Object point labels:
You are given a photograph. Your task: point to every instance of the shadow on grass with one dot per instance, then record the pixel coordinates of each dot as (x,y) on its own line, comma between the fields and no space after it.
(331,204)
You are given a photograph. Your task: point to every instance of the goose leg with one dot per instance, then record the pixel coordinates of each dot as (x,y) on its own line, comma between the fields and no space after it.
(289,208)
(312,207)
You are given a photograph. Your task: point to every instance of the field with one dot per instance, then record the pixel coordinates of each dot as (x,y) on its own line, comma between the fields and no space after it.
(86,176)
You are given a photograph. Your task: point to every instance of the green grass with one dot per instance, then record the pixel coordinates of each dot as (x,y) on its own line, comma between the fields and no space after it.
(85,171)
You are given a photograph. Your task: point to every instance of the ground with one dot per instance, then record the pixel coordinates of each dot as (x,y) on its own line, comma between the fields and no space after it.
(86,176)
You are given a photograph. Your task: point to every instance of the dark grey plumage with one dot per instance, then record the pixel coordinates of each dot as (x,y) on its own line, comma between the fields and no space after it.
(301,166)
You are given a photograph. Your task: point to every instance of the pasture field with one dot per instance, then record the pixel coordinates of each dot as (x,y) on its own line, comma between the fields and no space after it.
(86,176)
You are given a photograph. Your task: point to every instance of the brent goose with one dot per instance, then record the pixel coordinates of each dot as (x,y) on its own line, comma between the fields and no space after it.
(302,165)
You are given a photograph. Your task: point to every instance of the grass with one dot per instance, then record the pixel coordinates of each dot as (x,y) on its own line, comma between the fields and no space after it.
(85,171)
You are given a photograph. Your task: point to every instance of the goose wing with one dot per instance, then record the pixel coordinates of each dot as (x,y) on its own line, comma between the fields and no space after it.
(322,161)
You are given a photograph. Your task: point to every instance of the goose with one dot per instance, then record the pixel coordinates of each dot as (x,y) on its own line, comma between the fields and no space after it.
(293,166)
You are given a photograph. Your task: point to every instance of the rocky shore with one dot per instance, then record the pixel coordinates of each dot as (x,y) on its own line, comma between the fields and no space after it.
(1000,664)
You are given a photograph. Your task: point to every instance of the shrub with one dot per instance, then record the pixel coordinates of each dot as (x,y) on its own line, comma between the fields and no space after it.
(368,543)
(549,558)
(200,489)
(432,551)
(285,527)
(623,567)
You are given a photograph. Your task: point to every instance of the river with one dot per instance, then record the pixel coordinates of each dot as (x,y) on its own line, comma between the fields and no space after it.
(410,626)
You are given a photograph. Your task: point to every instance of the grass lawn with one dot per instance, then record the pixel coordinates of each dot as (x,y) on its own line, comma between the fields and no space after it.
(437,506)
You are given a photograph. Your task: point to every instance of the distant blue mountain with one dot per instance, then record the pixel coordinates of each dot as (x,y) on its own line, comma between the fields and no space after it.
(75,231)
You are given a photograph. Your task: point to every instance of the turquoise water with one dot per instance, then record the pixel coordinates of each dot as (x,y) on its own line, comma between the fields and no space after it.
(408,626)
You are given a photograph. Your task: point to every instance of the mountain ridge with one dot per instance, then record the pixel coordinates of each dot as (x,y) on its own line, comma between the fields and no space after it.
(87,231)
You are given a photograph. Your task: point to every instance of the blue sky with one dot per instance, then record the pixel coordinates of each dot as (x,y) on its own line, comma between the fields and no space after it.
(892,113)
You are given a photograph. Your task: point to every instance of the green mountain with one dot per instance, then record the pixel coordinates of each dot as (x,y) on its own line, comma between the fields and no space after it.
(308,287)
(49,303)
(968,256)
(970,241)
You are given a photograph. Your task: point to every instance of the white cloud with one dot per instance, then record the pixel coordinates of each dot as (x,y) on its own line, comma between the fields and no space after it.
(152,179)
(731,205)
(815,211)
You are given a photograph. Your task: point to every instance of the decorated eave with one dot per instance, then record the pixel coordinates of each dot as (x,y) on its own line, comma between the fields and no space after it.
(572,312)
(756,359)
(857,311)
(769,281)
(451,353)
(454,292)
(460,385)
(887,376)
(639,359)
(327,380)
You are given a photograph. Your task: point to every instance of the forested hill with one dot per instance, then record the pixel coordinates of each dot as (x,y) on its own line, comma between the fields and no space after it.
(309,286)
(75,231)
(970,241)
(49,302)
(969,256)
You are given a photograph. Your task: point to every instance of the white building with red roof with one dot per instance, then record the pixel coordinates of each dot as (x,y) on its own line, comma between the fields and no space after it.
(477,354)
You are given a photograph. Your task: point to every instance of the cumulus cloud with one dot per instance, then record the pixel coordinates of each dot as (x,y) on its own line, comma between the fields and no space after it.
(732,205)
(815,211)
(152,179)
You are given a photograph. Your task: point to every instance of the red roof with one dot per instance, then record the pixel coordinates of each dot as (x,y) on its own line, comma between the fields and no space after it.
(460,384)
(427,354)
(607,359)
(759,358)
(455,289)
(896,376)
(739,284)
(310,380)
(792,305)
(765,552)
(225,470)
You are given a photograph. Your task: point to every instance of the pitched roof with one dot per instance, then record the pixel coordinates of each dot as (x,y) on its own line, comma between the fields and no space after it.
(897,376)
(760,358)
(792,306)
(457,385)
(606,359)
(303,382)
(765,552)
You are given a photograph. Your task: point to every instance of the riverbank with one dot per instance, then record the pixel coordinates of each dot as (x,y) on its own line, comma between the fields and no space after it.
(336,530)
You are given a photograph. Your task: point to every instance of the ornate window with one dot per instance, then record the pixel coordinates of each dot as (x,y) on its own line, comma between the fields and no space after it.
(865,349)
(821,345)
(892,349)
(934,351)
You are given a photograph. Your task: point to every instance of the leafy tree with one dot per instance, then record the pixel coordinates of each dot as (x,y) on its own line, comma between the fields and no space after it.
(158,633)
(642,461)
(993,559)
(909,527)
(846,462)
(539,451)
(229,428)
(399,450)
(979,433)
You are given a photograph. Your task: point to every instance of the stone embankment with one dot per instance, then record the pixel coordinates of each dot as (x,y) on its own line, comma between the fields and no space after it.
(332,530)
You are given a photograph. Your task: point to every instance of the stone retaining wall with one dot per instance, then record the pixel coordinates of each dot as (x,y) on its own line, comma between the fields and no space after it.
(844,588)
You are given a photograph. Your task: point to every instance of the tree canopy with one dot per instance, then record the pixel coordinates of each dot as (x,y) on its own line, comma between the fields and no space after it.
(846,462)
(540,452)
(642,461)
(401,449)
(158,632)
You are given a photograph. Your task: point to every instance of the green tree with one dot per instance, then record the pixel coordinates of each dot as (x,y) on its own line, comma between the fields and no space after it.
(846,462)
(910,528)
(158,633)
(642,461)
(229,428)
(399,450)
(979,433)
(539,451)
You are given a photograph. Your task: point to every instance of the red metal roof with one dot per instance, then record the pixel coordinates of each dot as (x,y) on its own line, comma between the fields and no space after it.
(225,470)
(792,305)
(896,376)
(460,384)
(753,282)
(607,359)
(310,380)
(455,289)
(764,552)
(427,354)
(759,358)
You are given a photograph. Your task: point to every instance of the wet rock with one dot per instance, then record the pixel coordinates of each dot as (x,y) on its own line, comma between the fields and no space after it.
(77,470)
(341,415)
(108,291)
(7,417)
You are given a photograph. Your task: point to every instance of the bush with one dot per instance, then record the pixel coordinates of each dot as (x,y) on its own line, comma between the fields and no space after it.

- [Work to do] Pull out each record as written and restate it exactly.

- [Solution for this exercise]
You are given a photograph. Your task: point to every instance of the shadow on grass with one dot per instance, then record the pixel coordinates of each dot as (x,y) on its own line, comma between the fields and no space after it.
(331,204)
You are given a photograph. Your task: point to every instance of the goose leg with one dot per instance, then record the pixel coordinates of each dot as (x,y) on its own line, comma between the fields and no space after it.
(289,208)
(312,207)
You are given a photograph. Your task: point to every instance of the field with one dot per instance, then record the pixel coordinates of each dot as (x,y) on its own line, comma between the fields and no space after it.
(86,176)
You are given a photograph. Your task: point to every instance of the green grass with one dot per instance, then record the pixel coordinates of each dot as (x,y) on its own line, comma between the fields and no space after it.
(85,171)
You are given a photograph. Your task: point to every instance of the ground with one dot per instance, then record the pixel coordinates of each dot as (x,y) on its own line, comma between the fields and no space after it.
(86,176)
You are given a photograph. Your task: point to every instance of the dark grey plumage with one dot per instance, then record the pixel coordinates of each dot as (x,y) on its own line, comma between the fields and no space after it.
(301,166)
You are given a photograph. Your task: point to every instance of the pasture field with one dot per instance, then record the pixel coordinates of each dot as (x,y) on its own line, comma between the fields and no space after it.
(86,176)
You are given a photograph. Your task: point to every instance of the brent goose with one dot per instance, then record the pixel coordinates of each dot as (x,y) on its own line, comma between the fields and no space after it.
(302,165)
You are given a photograph. Your task: point to every instance of the grass with one dot per instance, then record the pixel coordinates of each dot as (x,y) on its own line, comma between the fields and no space after it.
(85,171)
You are given a photograph. Your task: point to every instance of the goose wing with one dot per instance, then record the pixel coordinates of each dot as (x,y) on its own line, comma between the fields and no space after it.
(322,161)
You are given a photograph. Your task: point to every instance of the goose with one dot per instance, then record the pixel coordinates of each dot as (x,y) on its own line, comma between the fields and no space after it.
(293,166)
You are given a photograph. Your task: point to every instance of the rocky shore with one dot per instance, then record the pixel coordinates of each dot as (x,y) on its own line, comma between the fields and no space after it.
(1000,664)
You are given a photograph. Your task: point to every instance of the shrub with one dot per instance, then record the pixel coordinates of each dot as (x,y) on its own line, comma between the fields and no space after it.
(368,543)
(549,558)
(200,489)
(432,551)
(285,527)
(623,567)
You are given a photograph. Your task: point to every instance of the river with one dot per instance, then record the pixel coordinates of each dot as (x,y) on its own line, comma between the fields and no space after it.
(410,626)
You are given a photograph. Your task: point to every instance of the grass lawn with one dot per instance, then record the pixel coordinates of each dot as (x,y) on its own line, comma between the fields and no space after it.
(437,506)
You are given a photograph. Your task: point to every instance of the distant blue mountain with one dot per instance, then record the pixel coordinates of each dot as (x,y) on its own line, comma between the fields and no space after it.
(75,231)
You are given a photograph. Your task: point to every instance of the turquoise water with one dot per instance, then record the pixel coordinates of each dot as (x,y) on its own line, comma between the fields and no space after it.
(408,626)
You are given a photograph. Your task: point to every instance of the mountain ridge with one dot per instance, then record the pixel coordinates of each dot as (x,y) on its own line, comma between the fields and no space after it.
(87,231)
You are given a photograph. Your task: point to every instance of the blue sky with one dot per instance, then record the pixel coordinates of each dot as (x,y) on its own line, comma between the fields and no space after it.
(892,113)
You are given a photograph. Your task: point to every instance of the green mountain with one dot per instance, then record the pixel coordinates of each dot as (x,y) on its own line, comma between the fields and no space after it.
(308,287)
(49,303)
(968,256)
(970,241)
You are given a photograph. Your task: point to every instance of the white cloud with one dot per instance, then record the pixel coordinates of each dot as (x,y) on its own line, comma between the fields and no space after it.
(152,179)
(731,205)
(815,211)
You are given a photograph. Your task: point to every instance of the decorated eave with one dot per instance, then record the pixel coordinates of each dot as (x,y) on its own line, comma between the fields and no space after it.
(572,312)
(756,359)
(857,311)
(769,281)
(451,353)
(454,292)
(460,385)
(887,376)
(639,359)
(327,380)
You are given a photograph. Your task: point to every instance of the forested hill with one dot per instance, then record the pixel coordinates of each dot as (x,y) on its own line, comma between the fields and no space after it.
(309,286)
(75,231)
(970,241)
(49,302)
(969,256)
You are given a photograph. Your task: point to every instance of the white building with red roof with one dot per instance, then record the pixel coordinates of each dot as (x,y) on its own line, comma between the fields and no space after it.
(477,354)
You are given a photograph. Your task: point to every instance of the cumulus cloud with one dot per instance, then record the pixel coordinates of each dot as (x,y) on its own line, comma between the fields and no space after it.
(732,205)
(815,211)
(152,179)
You are given a photograph. Your task: point to every instance of the red roof with one dot per instance, then record the pixel coordinates of each dot as (x,y) on its own line, comma between the fields and no space after it.
(460,384)
(427,354)
(607,359)
(759,358)
(455,289)
(896,376)
(739,284)
(310,380)
(792,305)
(765,552)
(225,470)
You are given a photograph. Your task: point to every instance of the pitched roof with one dot per instance, then record the pixel coordinates of each dot as (x,y) on its own line, comma between the fields and no space after it.
(897,376)
(760,358)
(792,306)
(457,385)
(606,359)
(303,382)
(765,552)
You are given a photograph. Your task: point to every instance of the riverbank with one dot per instance, then record the pixel coordinates of each dot as (x,y) on its own line, comma between the fields and no space after it.
(336,530)
You are given a photograph. Your task: point to every instance of the ornate window with one dot per instance, then record the pixel coordinates of each dot as (x,y) on its own line, comma between the fields and no space after it.
(865,349)
(821,345)
(892,349)
(934,351)
You are given a photograph. Your task: point to every instance of the leafy tree with one dot per instance, then record the pixel coordinates of each dot as (x,y) on its own line, comma between the fields and no space after it.
(158,633)
(642,461)
(993,559)
(909,527)
(846,462)
(539,451)
(229,428)
(399,450)
(979,433)
You are given a photograph. Your task: point to every instance of the stone embankment with one dot per instance, then record the pixel coordinates of each dot as (x,y) on its own line, comma between the fields and no space after it.
(332,530)
You are given a photograph. Your task: point to every instance of the stone retaining wall with one dot per instance, then record the pixel coordinates of each dot as (x,y) on its own line, comma between the fields and no space after it.
(844,588)
You are given a photograph. Your task: point to every instance of the tree canopy with one dot per instance, then record the pixel coordinates of each dot as (x,y) on its own line, comma between the fields and no space after it.
(846,462)
(540,452)
(642,461)
(401,449)
(158,632)
You are given a photograph. Your task: point to every instance of the green tree with one dot per instance, then record the pixel coordinates of each dot as (x,y) on its own line, comma between the fields and no space after it.
(846,462)
(910,528)
(158,633)
(642,461)
(229,428)
(399,450)
(979,433)
(539,451)
You are given a photograph. Your task: point to every instance of the red metal roof with one dot per instance, then record the pixel coordinates of each dot as (x,y) on its own line, comma between the fields and no space after it.
(225,470)
(792,305)
(896,376)
(460,384)
(753,282)
(607,359)
(310,380)
(455,289)
(764,552)
(427,354)
(759,358)
You are given a photograph. Your task: point to every instance of the wet rock with one dot per instance, then record the pixel coordinates of each dot as (x,y) on its own line, comma between the fields and no space after it.
(77,470)
(341,415)
(108,291)
(7,417)
You are given a photograph. Your task: point to every instance of the bush with one dot per instance, then record the pixel coordinates of each dot as (x,y) on its own line, comma between the fields and no space after it.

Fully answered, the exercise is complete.